Leave out all pictures. Extract exactly the lines from the one containing "Outline every instance of the blue jeans." through the end of the data.

— Start Extracted material —

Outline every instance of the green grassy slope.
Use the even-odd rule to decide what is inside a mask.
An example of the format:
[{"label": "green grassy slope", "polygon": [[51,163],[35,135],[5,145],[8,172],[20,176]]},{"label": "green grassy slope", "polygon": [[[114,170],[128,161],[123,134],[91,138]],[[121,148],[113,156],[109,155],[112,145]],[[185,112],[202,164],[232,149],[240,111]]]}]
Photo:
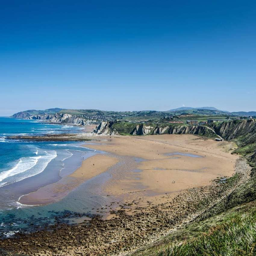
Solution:
[{"label": "green grassy slope", "polygon": [[233,120],[211,126],[238,145],[251,177],[192,222],[135,253],[133,256],[256,255],[256,124]]}]

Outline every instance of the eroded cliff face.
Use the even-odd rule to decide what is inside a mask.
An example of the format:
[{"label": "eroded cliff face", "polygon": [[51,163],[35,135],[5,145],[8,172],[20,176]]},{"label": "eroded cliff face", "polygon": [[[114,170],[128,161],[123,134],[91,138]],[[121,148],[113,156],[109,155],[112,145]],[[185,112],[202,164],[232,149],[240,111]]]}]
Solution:
[{"label": "eroded cliff face", "polygon": [[141,123],[136,125],[130,134],[132,135],[147,135],[150,133],[154,128],[153,126],[147,126]]},{"label": "eroded cliff face", "polygon": [[48,114],[34,115],[26,117],[25,119],[45,120],[53,123],[74,123],[81,125],[98,123],[97,120],[86,119],[82,117],[64,113],[56,113],[54,115]]},{"label": "eroded cliff face", "polygon": [[[97,126],[92,132],[97,134],[111,135],[120,134],[120,131],[114,127],[114,122],[103,122]],[[135,127],[128,131],[127,134],[132,135],[145,135],[149,134],[161,135],[169,134],[191,134],[213,137],[215,134],[211,129],[204,126],[186,126],[180,125],[173,126],[167,126],[165,127],[154,126],[140,123],[135,125]]]},{"label": "eroded cliff face", "polygon": [[213,124],[211,126],[217,134],[227,140],[249,133],[255,134],[256,133],[256,123],[254,119],[234,120]]},{"label": "eroded cliff face", "polygon": [[111,129],[111,128],[115,123],[115,122],[102,122],[100,124],[96,126],[95,129],[92,133],[101,135],[114,135],[119,134],[117,131],[114,129]]}]

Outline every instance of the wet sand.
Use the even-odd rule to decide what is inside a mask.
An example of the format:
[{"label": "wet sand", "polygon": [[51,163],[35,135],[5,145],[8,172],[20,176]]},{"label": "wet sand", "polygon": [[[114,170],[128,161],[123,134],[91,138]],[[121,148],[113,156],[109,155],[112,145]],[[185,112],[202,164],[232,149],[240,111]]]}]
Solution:
[{"label": "wet sand", "polygon": [[[156,204],[163,202],[161,197],[166,193],[174,197],[183,190],[209,185],[217,177],[231,176],[238,158],[226,151],[230,142],[191,135],[101,138],[103,145],[96,142],[90,147],[145,160],[139,161],[130,175],[114,173],[104,188],[124,201],[138,201],[136,206],[143,207],[149,200]],[[167,155],[176,152],[189,155]]]},{"label": "wet sand", "polygon": [[98,154],[83,161],[82,166],[73,173],[58,182],[21,197],[19,202],[35,205],[57,201],[86,181],[106,171],[116,164],[117,160],[107,155]]},{"label": "wet sand", "polygon": [[[163,195],[174,197],[183,190],[210,185],[217,177],[232,176],[238,157],[229,152],[231,144],[191,135],[101,136],[85,146],[108,154],[89,158],[73,173],[22,197],[19,202],[38,204],[56,201],[108,170],[111,178],[102,188],[105,195],[123,202],[137,200],[141,207],[148,201],[158,204],[165,200]],[[118,204],[113,206],[119,208]],[[128,211],[133,212],[130,208]],[[107,218],[113,217],[109,212],[107,215]]]}]

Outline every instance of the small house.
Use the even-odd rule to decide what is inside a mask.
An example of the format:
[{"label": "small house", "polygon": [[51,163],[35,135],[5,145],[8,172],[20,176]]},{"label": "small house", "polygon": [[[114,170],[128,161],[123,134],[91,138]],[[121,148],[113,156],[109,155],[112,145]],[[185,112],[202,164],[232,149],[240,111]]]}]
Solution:
[{"label": "small house", "polygon": [[187,124],[198,124],[198,121],[195,120],[187,120]]},{"label": "small house", "polygon": [[215,123],[216,122],[222,122],[223,120],[220,119],[208,119],[207,120],[207,123]]}]

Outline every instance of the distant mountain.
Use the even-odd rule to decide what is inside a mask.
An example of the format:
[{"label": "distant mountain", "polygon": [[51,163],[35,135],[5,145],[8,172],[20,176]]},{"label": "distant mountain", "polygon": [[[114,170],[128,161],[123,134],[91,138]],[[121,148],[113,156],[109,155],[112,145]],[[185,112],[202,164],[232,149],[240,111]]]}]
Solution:
[{"label": "distant mountain", "polygon": [[256,116],[256,111],[249,111],[248,112],[245,112],[244,111],[239,111],[238,112],[231,112],[231,113],[233,115],[241,116]]},{"label": "distant mountain", "polygon": [[55,114],[64,109],[60,108],[48,108],[44,110],[36,110],[35,109],[30,109],[29,110],[25,110],[25,111],[21,111],[17,113],[15,113],[11,116],[11,117],[14,118],[24,118],[32,115],[37,115],[47,113],[48,114]]},{"label": "distant mountain", "polygon": [[228,111],[225,110],[220,110],[214,108],[214,107],[203,107],[201,108],[192,108],[191,107],[182,107],[181,108],[174,108],[173,109],[170,109],[167,110],[167,112],[170,112],[173,111],[178,111],[180,110],[190,110],[192,109],[206,109],[208,110],[213,111],[220,111],[221,112],[225,112],[226,113],[229,113]]}]

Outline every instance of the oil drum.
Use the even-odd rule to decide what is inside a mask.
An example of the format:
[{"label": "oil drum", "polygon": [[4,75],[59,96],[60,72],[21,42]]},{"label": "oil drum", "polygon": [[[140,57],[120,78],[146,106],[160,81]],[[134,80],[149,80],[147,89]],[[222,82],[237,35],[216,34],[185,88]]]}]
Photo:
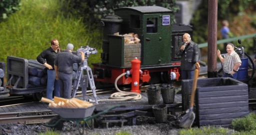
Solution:
[{"label": "oil drum", "polygon": [[105,14],[100,19],[100,24],[103,27],[102,52],[100,54],[102,62],[108,64],[109,52],[109,39],[108,35],[120,32],[120,23],[122,19],[114,14]]},{"label": "oil drum", "polygon": [[240,58],[240,59],[242,63],[239,67],[236,80],[244,81],[248,79],[248,58]]}]

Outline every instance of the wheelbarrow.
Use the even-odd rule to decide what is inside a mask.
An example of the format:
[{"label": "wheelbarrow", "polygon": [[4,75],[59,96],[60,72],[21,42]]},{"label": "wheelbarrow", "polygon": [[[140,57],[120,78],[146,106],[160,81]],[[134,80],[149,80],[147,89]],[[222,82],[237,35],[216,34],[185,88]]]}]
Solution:
[{"label": "wheelbarrow", "polygon": [[[50,108],[60,116],[56,116],[52,118],[48,123],[43,124],[43,125],[51,127],[54,130],[60,131],[62,130],[64,121],[76,121],[79,134],[82,135],[84,135],[86,123],[86,126],[89,127],[87,121],[91,120],[92,127],[93,129],[94,119],[103,114],[108,113],[108,112],[112,109],[118,107],[122,107],[123,106],[116,105],[92,116],[96,105],[97,104],[95,104],[86,108]],[[79,126],[79,123],[80,122],[83,122],[82,132],[80,131]]]}]

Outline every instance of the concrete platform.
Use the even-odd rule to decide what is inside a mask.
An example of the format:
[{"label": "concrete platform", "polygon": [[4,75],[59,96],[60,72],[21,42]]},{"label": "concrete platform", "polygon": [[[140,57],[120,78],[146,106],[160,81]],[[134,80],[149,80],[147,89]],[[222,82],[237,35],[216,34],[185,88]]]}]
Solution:
[{"label": "concrete platform", "polygon": [[[146,92],[142,92],[142,99],[134,101],[110,101],[110,102],[99,102],[99,105],[96,107],[96,110],[102,110],[108,108],[110,106],[114,105],[145,105],[148,104],[148,95]],[[108,99],[110,94],[108,95],[97,95],[97,99]],[[82,96],[76,97],[76,98],[82,100]],[[85,100],[88,101],[89,99],[94,100],[94,99],[92,96],[86,96]],[[160,102],[162,102],[162,99],[160,98]],[[175,94],[174,102],[180,103],[182,102],[182,94]],[[42,102],[33,102],[28,103],[26,104],[16,104],[12,106],[6,106],[0,108],[0,113],[14,113],[14,112],[36,112],[40,111],[48,111],[50,110],[48,108],[48,104]],[[171,104],[170,104],[171,105]],[[102,107],[105,107],[102,108]]]}]

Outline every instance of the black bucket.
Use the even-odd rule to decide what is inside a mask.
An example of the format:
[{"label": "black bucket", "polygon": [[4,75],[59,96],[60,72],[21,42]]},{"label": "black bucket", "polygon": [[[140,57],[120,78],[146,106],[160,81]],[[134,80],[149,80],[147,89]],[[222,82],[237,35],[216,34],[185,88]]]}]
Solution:
[{"label": "black bucket", "polygon": [[161,92],[160,88],[154,85],[150,85],[146,88],[148,104],[156,105],[160,103]]},{"label": "black bucket", "polygon": [[162,123],[167,122],[167,107],[165,104],[158,104],[152,107],[156,122]]},{"label": "black bucket", "polygon": [[175,98],[175,89],[171,85],[163,84],[161,86],[161,93],[164,104],[172,104]]}]

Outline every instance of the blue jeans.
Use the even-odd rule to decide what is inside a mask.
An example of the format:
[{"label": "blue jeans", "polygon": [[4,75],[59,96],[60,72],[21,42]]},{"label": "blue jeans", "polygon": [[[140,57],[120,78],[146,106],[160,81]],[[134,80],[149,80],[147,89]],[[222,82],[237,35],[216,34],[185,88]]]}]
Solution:
[{"label": "blue jeans", "polygon": [[222,75],[222,77],[230,77],[234,79],[236,79],[236,77],[238,77],[238,73],[235,73],[232,76],[230,74],[227,74],[224,73]]},{"label": "blue jeans", "polygon": [[182,70],[182,80],[193,79],[194,70]]},{"label": "blue jeans", "polygon": [[47,70],[46,98],[52,100],[54,87],[54,96],[60,97],[60,83],[58,82],[58,80],[55,79],[55,71],[54,70]]},{"label": "blue jeans", "polygon": [[58,79],[60,87],[60,98],[70,99],[72,92],[72,74],[58,72]]}]

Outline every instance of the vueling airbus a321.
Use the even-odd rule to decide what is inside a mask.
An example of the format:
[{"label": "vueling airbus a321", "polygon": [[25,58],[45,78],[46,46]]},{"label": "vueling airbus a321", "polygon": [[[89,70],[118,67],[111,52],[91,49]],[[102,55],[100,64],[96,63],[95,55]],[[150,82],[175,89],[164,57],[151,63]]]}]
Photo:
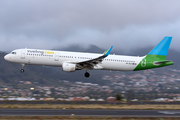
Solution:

— End Extracted material —

(Response to the exercise):
Outline every instance of the blue jeans.
Use the even-odd rule to decide what is inside a mask.
An example of the format:
[{"label": "blue jeans", "polygon": [[4,75],[59,96],[60,72],[21,42]]},{"label": "blue jeans", "polygon": [[[140,57],[120,78],[146,106],[160,81]],[[134,80],[149,80],[147,89]],[[222,82],[237,35],[216,34],[185,88]]]}]
Solution:
[{"label": "blue jeans", "polygon": [[222,75],[222,77],[230,77],[234,79],[236,79],[236,77],[238,77],[238,73],[235,73],[232,76],[230,74],[227,74],[224,73]]},{"label": "blue jeans", "polygon": [[182,70],[182,80],[193,79],[194,70]]},{"label": "blue jeans", "polygon": [[47,70],[46,98],[52,100],[54,87],[54,96],[60,97],[60,83],[58,82],[58,80],[55,79],[55,71],[54,70]]},{"label": "blue jeans", "polygon": [[58,79],[60,87],[60,98],[70,99],[72,92],[72,74],[58,72]]}]

Outline every instance of the vueling airbus a321.
Use the even-odd rule to decide what is inside a mask.
An example of the format:
[{"label": "vueling airbus a321", "polygon": [[25,58],[45,78],[46,46]]},{"label": "vueling airbus a321", "polygon": [[[89,70],[118,67],[111,52],[91,49]],[[102,55],[100,64],[96,63],[95,55]],[[150,82],[175,89],[164,57],[151,63]]]}]
Photo:
Solution:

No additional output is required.